> **Questions on the material**
1. Reproduce word for word the passage on illegal immigration across the Greek and Bulgarian borders with Turkey, everything from "In December 2010, the" down to "Refugee Agency (UNHCR).".
2. Pick up the passage on illegal immigration across the Greek and Bulgarian borders with Turkey after its last sentence and keep writing it.

Unlike Greece, Bulgaria is not a member of EU's "borderless" Schengen Area yet, which for the time being seems to be diverting the illegal immigration wave from the Bulgarian-Turkish border to the Greek-Turkish border. However, even though Bulgaria failed to join the Schengen Agreement in March 2011 as originally planned, it is still likely to become a member of the borderless zone before the end of the year, which means it might also face a tide of illegal immigration.
Greece, which is the destination for tens of thousands of illegal immigrants each year has long accused Turkey of failing to stop the large wave of illegal immigrants entering Greece, and ignoring an agreement to accept the return of detained migrants. Last month, EU ministers backed an illegal immigration agreement with Turkey. Under the agreement Turkey will be required to take back both its own citizens who enter the EU illegally as well as citizens of other non-EU states who do the same. The rules would not apply to asylum seekers.
Tens of thousands of illegal immigrants from the Middle East see Greece as their destination or point of entry into the EU. Only last year, their number was 128 000, the highest in all EU member states. In 2010, Bulgaria, which also has a long land border with Turkey, did not detect a substantial increase of illegal immigrants seeking to enter the EU even though the Bulgarian border police occasionally capture small groups of illegal migrants from the Middle East and Africa.
In December 2010, the Greek government announced plans to build a 12.5-km-long and 3-m-high fence along the most problematic section of the Greece-Turkey border near the Maritsa river and the Greek town of Orestiada, a much smaller border wall than fencing off its entire 209-km land border with Turkey, to deter illegal immigrants but the plan has met with opposition from leftists and human rights organisations, including the United Nations Refugee Agency (UNHCR).

> **Dataset content**
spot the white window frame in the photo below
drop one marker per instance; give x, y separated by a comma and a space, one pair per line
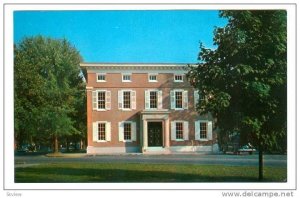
150, 80
121, 131
126, 80
159, 99
176, 80
208, 132
107, 131
132, 99
185, 100
185, 128
102, 74
107, 100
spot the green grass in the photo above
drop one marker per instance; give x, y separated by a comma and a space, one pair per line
122, 172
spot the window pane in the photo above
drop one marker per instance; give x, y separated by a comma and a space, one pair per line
203, 130
178, 77
101, 77
179, 130
152, 78
126, 77
101, 131
127, 131
178, 99
126, 99
153, 99
101, 100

> **Answers below**
1.
In December 2010, the Greek government announced plans to build a 12.5-km-long and 3-m-high fence along the most problematic section of the Greece-Turkey border near the Maritsa river and the Greek town of Orestiada, a much smaller border wall than fencing off its entire 209-km land border with Turkey, to deter illegal immigrants but the plan has met with opposition from leftists and human rights organisations, including the United Nations Refugee Agency (UNHCR).

2.
At the beginning of January 2011, Bulgaria's government indicated Greece's intentions to build birder fences along the borders with Turkey. However, Bulgaria's decision was triggered by the spread of the foot-and-mouth disease (FMD), which came from a wild boar that was killed in southeast Bulgaria, near the border with Turkey. However, once the FMD was reported eliminated in early February, the Bulgarian Cabinet, at least for the time building, backed out of its idea to restore the Cold War-era fences along the Turkish border.
Turkey has met with suspicion the intentions of the two countries to build border fences. According to the Chairman of Turkish Center for International Relations and Strategic Analysis, Sinan Ogan, the two countries have hidden agendas.
Frontex, the EU agency based in Warsaw and founded in 2005, coordinating the operational cooperation between member states in the field of border security under the European Patrol Network project.